* [TASK PROMPT]
Reproduce every one of the following items word for word, leaving each line unchanged.
****
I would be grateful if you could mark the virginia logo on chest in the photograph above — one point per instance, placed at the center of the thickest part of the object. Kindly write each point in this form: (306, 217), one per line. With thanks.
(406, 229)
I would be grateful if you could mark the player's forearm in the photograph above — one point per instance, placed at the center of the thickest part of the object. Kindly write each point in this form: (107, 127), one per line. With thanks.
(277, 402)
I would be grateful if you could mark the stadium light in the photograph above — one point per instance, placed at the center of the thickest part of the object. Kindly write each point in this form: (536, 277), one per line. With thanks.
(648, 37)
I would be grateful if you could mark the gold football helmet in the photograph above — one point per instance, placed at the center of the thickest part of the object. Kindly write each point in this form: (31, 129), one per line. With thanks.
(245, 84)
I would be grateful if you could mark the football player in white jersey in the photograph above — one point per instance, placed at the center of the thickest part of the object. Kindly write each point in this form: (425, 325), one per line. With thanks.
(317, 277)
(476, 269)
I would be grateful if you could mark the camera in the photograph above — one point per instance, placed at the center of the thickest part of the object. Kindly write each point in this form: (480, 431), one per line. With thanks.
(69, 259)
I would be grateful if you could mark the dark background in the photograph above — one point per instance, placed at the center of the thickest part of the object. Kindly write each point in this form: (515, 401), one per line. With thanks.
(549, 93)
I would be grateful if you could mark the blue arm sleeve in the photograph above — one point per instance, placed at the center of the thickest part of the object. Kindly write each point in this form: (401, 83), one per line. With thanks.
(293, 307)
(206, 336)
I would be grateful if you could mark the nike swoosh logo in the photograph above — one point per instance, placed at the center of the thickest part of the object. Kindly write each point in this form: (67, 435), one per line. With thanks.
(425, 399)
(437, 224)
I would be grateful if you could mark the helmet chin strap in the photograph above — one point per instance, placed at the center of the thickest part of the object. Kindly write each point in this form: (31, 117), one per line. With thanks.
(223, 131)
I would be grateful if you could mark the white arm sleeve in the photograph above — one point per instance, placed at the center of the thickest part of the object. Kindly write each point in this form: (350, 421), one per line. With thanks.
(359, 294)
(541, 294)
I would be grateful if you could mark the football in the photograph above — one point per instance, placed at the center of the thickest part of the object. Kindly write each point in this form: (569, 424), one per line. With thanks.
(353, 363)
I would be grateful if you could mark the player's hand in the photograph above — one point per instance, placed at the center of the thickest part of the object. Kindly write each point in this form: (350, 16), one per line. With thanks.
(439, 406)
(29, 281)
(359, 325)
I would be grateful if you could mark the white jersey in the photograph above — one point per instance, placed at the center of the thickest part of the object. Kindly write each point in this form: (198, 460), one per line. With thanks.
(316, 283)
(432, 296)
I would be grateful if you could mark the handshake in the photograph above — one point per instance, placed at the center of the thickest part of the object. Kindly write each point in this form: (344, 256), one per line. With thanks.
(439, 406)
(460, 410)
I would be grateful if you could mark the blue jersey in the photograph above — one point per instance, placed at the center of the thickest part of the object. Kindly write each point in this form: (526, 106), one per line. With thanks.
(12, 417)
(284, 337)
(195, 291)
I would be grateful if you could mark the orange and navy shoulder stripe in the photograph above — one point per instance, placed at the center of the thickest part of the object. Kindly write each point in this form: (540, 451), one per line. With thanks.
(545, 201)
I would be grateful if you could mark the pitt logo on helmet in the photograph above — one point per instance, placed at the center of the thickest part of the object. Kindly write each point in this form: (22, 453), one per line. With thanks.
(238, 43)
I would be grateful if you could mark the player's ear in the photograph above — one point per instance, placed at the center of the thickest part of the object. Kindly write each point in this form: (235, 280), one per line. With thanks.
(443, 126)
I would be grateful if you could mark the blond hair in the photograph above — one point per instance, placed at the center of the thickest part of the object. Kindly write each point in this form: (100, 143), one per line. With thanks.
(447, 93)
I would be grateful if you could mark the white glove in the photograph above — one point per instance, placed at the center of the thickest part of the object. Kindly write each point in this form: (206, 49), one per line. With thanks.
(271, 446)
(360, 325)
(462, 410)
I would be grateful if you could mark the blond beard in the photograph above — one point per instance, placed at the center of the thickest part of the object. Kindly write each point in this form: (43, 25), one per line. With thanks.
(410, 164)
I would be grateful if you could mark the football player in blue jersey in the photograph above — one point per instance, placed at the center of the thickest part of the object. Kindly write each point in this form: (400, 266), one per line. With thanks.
****
* [FINISHED ANSWER]
I would be grateful if you could mark the virginia logo on chest in the photograph above — one point per instance, placed at the center of the thickest part of the object. Kindly write each point in this form: (306, 217), one per line. With thanks.
(406, 229)
I would be grateful if you could mark the player's forearm in the photograph above — one point per instance, placed at the center of the thickest part of the object. Kindly write each point in this form: (107, 127), one per line. With thanks.
(277, 402)
I would be grateful if you could mark the stadium light in the photograph above — one point per instance, placed at the center of the thickest part of the object. Kindly write each point in this form: (536, 277), one per line. With thanks.
(648, 37)
I would be grateful if you could mark the gold football helmet in the photograph above — one point per instance, placed at the center of the thickest part of the object. Kindly write each point in this form: (31, 129), one per line. With thanks.
(245, 84)
I would be grateful if you could mark the football player in white jersey in the photograph above — one point per instance, placed at the center of the thickest part of the object. Kindly write each point in this form: (425, 325), one per line. With thanks.
(317, 277)
(476, 269)
I would be grateful if you could mark the camera in the photograph above — one point per instance, placed at the center of the thickest part of the object. Kindly write each point in this form: (480, 431), one per line. With thanks.
(69, 259)
I would be grateful if you could mark the dark background in the photograph above — one point per instance, placed at the center of the thickest part of the object. Kindly write each point in this form: (515, 401), one per line. With thanks.
(549, 93)
I would be grateful if you could mark the blue arm sleeve in the photograph above — one point per instance, placed at the center of the thickest part of the object. Kindly write each point in this form: (401, 83), one per line. With thanks.
(293, 307)
(206, 336)
I would be grateful if you could mark the nike swoosh logo in the photograph above — one point per instance, placed at the center of the thickest part of the object. Kindly write each point in this form: (67, 435), one per line. With thanks.
(425, 399)
(437, 224)
I would be grateful if you could mark the helmet chin strap in the photograph above — one point per instance, placed at the center of the thickest part of the object. Kindly write each point in this form: (31, 117), one per line. With thanks.
(223, 131)
I would be grateful if you could mark the white arm sleeve in the photograph above — one point per instance, placed at the center of the thickest part of the object. Kindly write each point in this form: (350, 421), one per line. With thanks.
(359, 294)
(541, 294)
I would be grateful if you could mark the football in the photograph above — one point per instance, placed at the center of the thickest part of the object. Kindly write each point in this form: (569, 424), one per line. With thanks.
(353, 363)
I would be grateful if you could mark the player's hand in the photograph above — one point per instance, placed at the center of the thickest part of the object. Kindly write each point in this form: (350, 16), one per line. With thanks.
(439, 406)
(29, 281)
(359, 325)
I would be grateful if you could mark the white jersey in the photograph above — one point per instance, placed at the center of the thickest part of the object. Kindly write each point in this form: (198, 460), one per line. With thanks.
(316, 283)
(432, 296)
I would be grateful if you could mark the handshake in the photograph above — one point per instance, placed at the center of the thickest part of the object. Kindly write each point in this form: (344, 256), one per line. With thanks.
(439, 406)
(460, 410)
I would be grateful if you could mark the blue jersey in the photograph above — one point per instance, placed at the center of the thickest part of the object. Kindly write each point in this form: (526, 106), one per line. With thanks.
(12, 417)
(284, 337)
(195, 291)
I would be grateful if you could mark the orange and navy shoulder stripe in the photograph above — one point per instance, placed at the center of the thickest part of the object. Kindly write each point in this form: (540, 451), one per line. With thanks.
(545, 201)
I would be grateful if you could mark the pitt logo on helmet in the photograph above — one point per instance, placed at the center of the thickest part of the object. Kindly write each point in this form: (22, 453), one per line. With thanks.
(238, 43)
I would be grateful if you could mark the player's ear in the photograph above — one point per instance, placed at the center of the thickest part of the object. Kindly write each point in this form: (235, 280), one per line. With thanks.
(443, 126)
I would be grateful if you could mark the blond hair in the photograph above — one point per instance, placed at the center of the thickest part of the object. Kindly write each point in this form: (100, 143), one per line. With thanks.
(447, 93)
I would be grateful if you could mark the white glove in the photograph above — one point per instance, placed at the center of the thickest part of the object. Kindly write each point in this form: (206, 49), one per line. With thanks.
(271, 446)
(360, 325)
(462, 410)
I would be grateful if you could mark the blond beard in the photograph above — one point per instance, placed at the center of the thickest part of the object. Kindly write each point in this form: (43, 25), one per line. With thanks.
(410, 164)
I would be grateful if you could mark the football player in blue jersey in the photograph above — one point per instance, placed at the center of the thickest part of the object. Kindly write each point in this form: (400, 266), one per line. With thanks.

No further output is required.